### Written exercise
Reproduce every entry below precisely. Pictures are excluded from the copy.

Pointing and labeling entries:
★ ★ ★ ★

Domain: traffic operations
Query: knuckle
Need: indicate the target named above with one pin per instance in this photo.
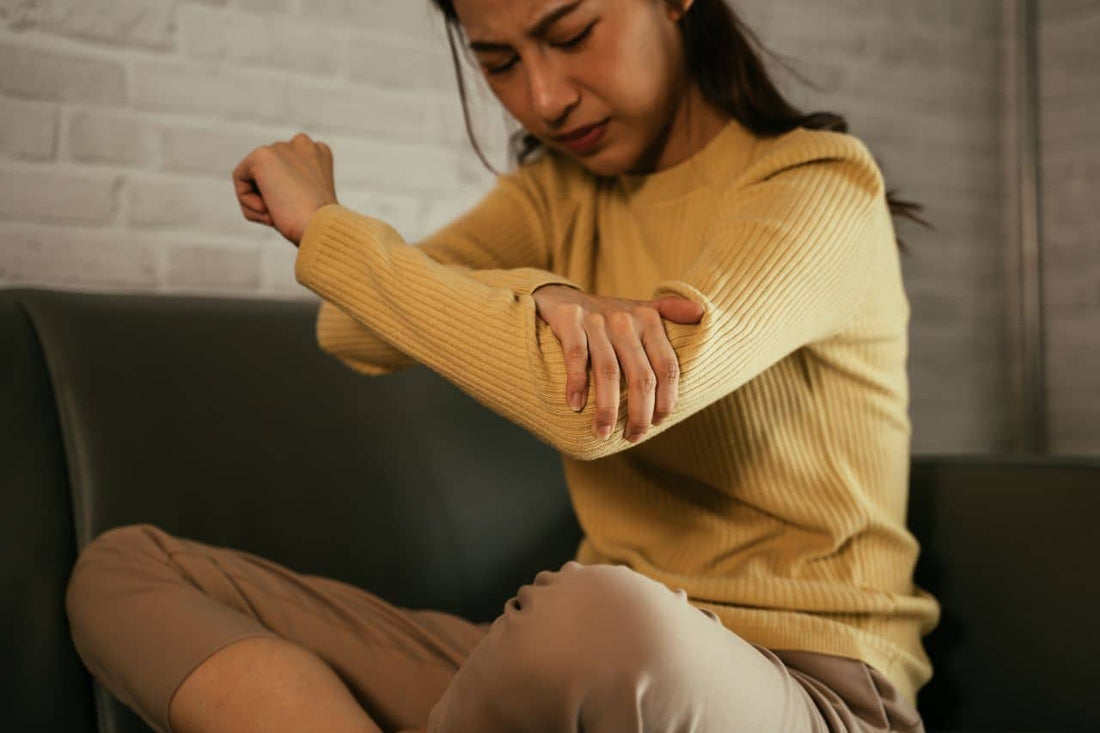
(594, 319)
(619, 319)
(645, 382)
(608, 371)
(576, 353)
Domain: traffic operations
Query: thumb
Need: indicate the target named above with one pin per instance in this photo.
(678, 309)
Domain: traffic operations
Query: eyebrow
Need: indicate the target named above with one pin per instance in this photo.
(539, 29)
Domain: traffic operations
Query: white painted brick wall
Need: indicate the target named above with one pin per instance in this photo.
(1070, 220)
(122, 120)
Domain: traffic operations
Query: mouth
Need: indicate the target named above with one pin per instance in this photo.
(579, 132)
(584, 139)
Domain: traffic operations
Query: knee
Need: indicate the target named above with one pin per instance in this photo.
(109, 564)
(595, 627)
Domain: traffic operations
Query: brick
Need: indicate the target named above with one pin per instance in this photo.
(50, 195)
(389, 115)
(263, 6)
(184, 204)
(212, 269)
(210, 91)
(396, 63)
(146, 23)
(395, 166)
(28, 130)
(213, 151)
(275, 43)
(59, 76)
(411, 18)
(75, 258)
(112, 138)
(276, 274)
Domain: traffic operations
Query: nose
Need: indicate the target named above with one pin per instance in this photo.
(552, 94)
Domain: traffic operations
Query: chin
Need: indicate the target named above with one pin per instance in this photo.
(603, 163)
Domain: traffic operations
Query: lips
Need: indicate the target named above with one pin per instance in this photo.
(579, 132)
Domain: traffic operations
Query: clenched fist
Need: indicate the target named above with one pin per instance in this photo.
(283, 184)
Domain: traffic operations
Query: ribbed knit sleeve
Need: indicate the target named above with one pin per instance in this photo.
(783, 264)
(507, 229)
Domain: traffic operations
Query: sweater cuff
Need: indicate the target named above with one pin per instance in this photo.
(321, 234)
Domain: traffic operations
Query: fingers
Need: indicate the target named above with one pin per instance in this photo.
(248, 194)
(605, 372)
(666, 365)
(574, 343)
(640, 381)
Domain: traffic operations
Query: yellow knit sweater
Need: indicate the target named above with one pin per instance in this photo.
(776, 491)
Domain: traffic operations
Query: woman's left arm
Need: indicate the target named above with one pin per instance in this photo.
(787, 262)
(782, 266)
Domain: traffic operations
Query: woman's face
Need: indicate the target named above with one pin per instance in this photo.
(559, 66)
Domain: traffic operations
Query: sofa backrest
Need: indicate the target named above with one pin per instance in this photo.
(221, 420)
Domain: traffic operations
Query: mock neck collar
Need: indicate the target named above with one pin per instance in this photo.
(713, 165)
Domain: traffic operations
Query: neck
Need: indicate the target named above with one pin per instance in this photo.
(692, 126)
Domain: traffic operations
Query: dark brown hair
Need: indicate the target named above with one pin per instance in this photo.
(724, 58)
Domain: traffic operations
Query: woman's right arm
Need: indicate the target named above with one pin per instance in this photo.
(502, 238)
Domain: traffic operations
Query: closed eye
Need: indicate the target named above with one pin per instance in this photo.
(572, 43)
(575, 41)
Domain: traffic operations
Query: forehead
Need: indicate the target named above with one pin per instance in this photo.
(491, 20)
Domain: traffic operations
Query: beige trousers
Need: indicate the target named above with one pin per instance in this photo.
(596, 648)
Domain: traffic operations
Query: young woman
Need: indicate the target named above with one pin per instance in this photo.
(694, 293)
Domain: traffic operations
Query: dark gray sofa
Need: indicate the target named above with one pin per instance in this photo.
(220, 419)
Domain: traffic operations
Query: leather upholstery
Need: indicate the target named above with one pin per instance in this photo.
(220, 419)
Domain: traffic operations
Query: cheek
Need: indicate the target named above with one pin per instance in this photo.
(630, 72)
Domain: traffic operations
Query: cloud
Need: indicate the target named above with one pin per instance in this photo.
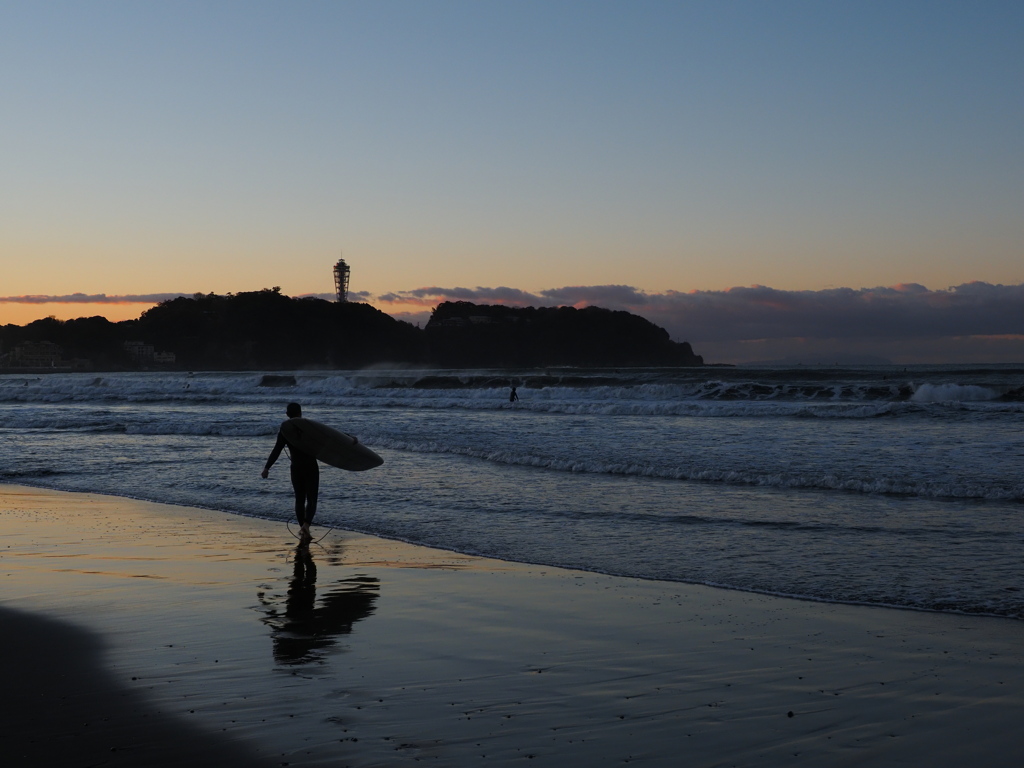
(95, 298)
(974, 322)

★ ★ ★ ★

### Solution to the exercise
Domain: traffic operations
Query: knuckle
Need: indicate the target named above with one pin per instance in this photo.
(594, 319)
(619, 319)
(645, 382)
(608, 371)
(576, 353)
Domain: traffic operations
Query: thumb
Need: indicate the target named above with one pin per instance in this photo.
(678, 309)
Domain: traffic operations
Query: eyebrow
Need: indicate the target named above with one pin per instance in this photo.
(539, 29)
Domain: traffic operations
Query: white painted brick wall
Need: indicate the target named above with one pin per instance in this photo.
(1070, 220)
(122, 120)
Domain: traffic operations
Query: mouth
Need: indicate the target named above with one pin per instance in this photo.
(579, 132)
(584, 139)
Domain: traffic operations
Query: knee
Need: indicate the target named above with one pin per instance in this photo.
(109, 564)
(595, 627)
Domain: traffic operations
Query: brick
Need: indicate the target named above with one pin per instance in this photo.
(50, 195)
(389, 115)
(263, 6)
(184, 204)
(212, 269)
(210, 91)
(396, 63)
(146, 23)
(395, 166)
(28, 130)
(213, 151)
(275, 43)
(59, 76)
(411, 18)
(75, 258)
(112, 138)
(276, 274)
Domain: traffic operations
Query: nose
Need: indicate the target named above with one pin per instance in this photo.
(552, 94)
Domain: traffic operations
Query: chin
Need: indicate the target named above with one pin per instance in this photo.
(603, 163)
Domain: traffic operations
Query: lips
Need: indicate the target named above with one pin per instance in this photo.
(579, 132)
Domain: traffic operations
Query: clenched fist
Need: indicate the target named above with one pin per instance in this photo.
(283, 184)
Domain: traffic operations
Query: ribbed knit sleeve
Need: indicate the target named above with one pin per instance in this photo.
(783, 264)
(507, 229)
Domain: traffic operations
Query: sweater cuff
Need: indicate the target named above with one pin per instance in this photo.
(321, 234)
Domain: traffic operations
Query: fingers
Need: indicate the target named above with one pin per instance in this photo.
(248, 194)
(605, 372)
(666, 365)
(574, 343)
(640, 381)
Domain: traffic operations
Query: yellow knit sweater
Need: indicate the target named above with one pin per instance in this photo.
(776, 491)
Domain: traffic operations
Query: woman's left arm
Need: indicate the target named above with one pin per instance in this photo.
(787, 262)
(782, 266)
Domain: traffic operations
Query: woman's face
Need: indicate the target named above with one pin per instance in this photo.
(559, 66)
Domain: traffic operations
Query: sofa backrest
Need: indicate the target named above with one pin per instance in this photo.
(221, 420)
Domain: traffic operations
Query: mock neck collar
Need: indicate the target named above with one pin per instance in this photo.
(713, 165)
Domain: traffic operations
Query: neck
Need: indicate the target named above with one pin per instance in this photo.
(692, 126)
Domain: traffic operations
Query: dark brown hair
Need: indicate the target named above with one pin per instance in this photo.
(724, 58)
Domain: traffic operations
Query: woman's right arm
Need: indicate the target named above with one pin per instance in this photo.
(502, 238)
Domain: traffic operations
Query: closed eye
Need: indicate the target named above with one pin per instance in this photo.
(572, 43)
(575, 41)
Domain: traffic operations
Query: forehead
Need: indicate the target named above with one pin per instance in this photo.
(491, 20)
Domain: traffic operations
Query: beige trousers
Need: indicate the target named above with one pin per instance in this photo.
(596, 648)
Domain: traffic operations
Query: young woman
Need: indicate the target named above with one pin per instance in this photo.
(694, 293)
Domain: traffic operations
Query: dark gray sofa
Need: indicate the target named above with one pin per instance in this photo.
(220, 419)
Domain: traffic operations
Query: leather upholstery
Need: indicate the target named above with one pin per instance in this photo.
(220, 419)
Domain: traffic operations
Query: cheek
Need: indicate the target named above with one pin per instance in this photo.
(630, 72)
Domain: traffic operations
Query: cloud
Need: indicate the target named above with one pin per instance in this photo.
(95, 298)
(974, 322)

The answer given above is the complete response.